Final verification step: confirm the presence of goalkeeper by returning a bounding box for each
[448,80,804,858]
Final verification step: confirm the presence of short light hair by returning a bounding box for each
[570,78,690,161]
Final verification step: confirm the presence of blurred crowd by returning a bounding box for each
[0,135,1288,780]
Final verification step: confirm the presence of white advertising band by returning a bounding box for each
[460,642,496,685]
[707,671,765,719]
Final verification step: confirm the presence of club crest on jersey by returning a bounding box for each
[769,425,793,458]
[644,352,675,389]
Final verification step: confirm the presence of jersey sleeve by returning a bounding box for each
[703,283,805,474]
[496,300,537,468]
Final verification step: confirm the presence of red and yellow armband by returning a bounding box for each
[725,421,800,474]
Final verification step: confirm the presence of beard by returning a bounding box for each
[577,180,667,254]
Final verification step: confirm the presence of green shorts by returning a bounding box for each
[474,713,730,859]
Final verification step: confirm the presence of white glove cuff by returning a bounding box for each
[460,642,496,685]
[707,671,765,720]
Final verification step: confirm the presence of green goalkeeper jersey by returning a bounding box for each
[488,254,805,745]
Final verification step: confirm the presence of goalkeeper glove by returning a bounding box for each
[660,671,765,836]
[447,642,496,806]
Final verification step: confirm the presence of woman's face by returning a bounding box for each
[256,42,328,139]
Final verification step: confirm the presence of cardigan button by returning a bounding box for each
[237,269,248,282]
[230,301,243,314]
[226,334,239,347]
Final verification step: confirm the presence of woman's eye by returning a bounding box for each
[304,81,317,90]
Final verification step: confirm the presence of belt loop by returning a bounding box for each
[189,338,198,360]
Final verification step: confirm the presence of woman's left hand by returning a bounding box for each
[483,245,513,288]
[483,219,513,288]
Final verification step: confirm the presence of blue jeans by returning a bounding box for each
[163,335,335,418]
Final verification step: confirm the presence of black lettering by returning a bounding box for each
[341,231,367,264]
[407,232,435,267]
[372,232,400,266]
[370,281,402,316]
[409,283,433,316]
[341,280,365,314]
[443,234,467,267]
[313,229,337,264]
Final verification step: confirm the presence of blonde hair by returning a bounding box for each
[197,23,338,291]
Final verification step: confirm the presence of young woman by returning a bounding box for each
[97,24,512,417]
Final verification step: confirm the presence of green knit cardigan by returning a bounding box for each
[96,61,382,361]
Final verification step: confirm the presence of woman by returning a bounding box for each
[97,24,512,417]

■ ■ ■

#### [Your instructions]
Reproduce the material from the line containing "Final verification step: confirm the presence of black" through the end of the material, requests included. Multiply every bounding-box coordinate in the answers by 0.95 and round each result to a whole number, rounding halves up.

#### [The result]
Final verification step: confirm the presence of black lettering by returning a bounding box for each
[324,219,349,251]
[387,220,413,254]
[353,220,380,253]
[352,267,382,300]
[389,269,411,300]
[324,266,347,298]
[421,222,444,254]
[297,218,320,251]
Final verification step: confirm the presence of blonde hair by returning a bounding box for each
[187,22,321,276]
Final verification step: confirm the presence of young woman by returning a bounding box for each
[92,23,486,396]
Final verification step: confirm the presence of green knit cardigan by returning a bounding box for each
[91,58,363,343]
Final verification step: confirm the presence of woman by returning a bounding box for each
[92,23,486,396]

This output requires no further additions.